Stored data entries:
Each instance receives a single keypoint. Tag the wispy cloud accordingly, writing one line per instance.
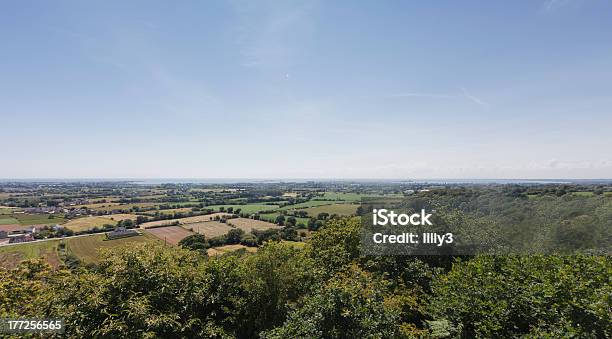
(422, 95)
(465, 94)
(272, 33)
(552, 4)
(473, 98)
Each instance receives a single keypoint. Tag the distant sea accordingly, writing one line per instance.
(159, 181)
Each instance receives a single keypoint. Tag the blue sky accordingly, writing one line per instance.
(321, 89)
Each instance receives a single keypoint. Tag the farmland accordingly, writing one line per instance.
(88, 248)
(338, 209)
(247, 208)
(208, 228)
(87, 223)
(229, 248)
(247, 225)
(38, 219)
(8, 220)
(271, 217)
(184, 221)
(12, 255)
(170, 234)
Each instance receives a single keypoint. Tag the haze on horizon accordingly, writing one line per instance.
...
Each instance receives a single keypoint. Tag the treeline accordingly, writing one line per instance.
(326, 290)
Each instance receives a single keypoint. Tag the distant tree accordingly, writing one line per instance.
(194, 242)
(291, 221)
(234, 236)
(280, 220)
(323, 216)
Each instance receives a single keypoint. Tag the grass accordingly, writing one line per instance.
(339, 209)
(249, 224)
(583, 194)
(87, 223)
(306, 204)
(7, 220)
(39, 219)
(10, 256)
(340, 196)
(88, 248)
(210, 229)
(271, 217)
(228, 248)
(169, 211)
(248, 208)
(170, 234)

_What you need to do:_ Rewrite the lines of the material between the one containing "Each instance receives a single keypoint. Tag the distant sea" and the one containing "Each instance receives a single keypoint. Tag the haze", inclusive. Keep the requests unchanged, and scale every point coordinate in the answers by 0.5, rounding to whole numbers with halves going up.

_Output for this exercise:_
Each instance receives a single keypoint. Tag the distant sea accordingly, writing one line per instance.
(80, 91)
Each instance receives a single keypoint. Tag the blue sky accordingly, writing one line per instance.
(161, 45)
Each instance receives a single keypoint. Tag the farmland accordingly, writing one line per instance.
(44, 124)
(169, 105)
(124, 104)
(104, 114)
(44, 112)
(115, 124)
(124, 113)
(19, 110)
(4, 110)
(136, 109)
(92, 111)
(6, 128)
(85, 117)
Each instance receives a single keypoint. Tag the haze on horizon accordingly, writing one line per instance.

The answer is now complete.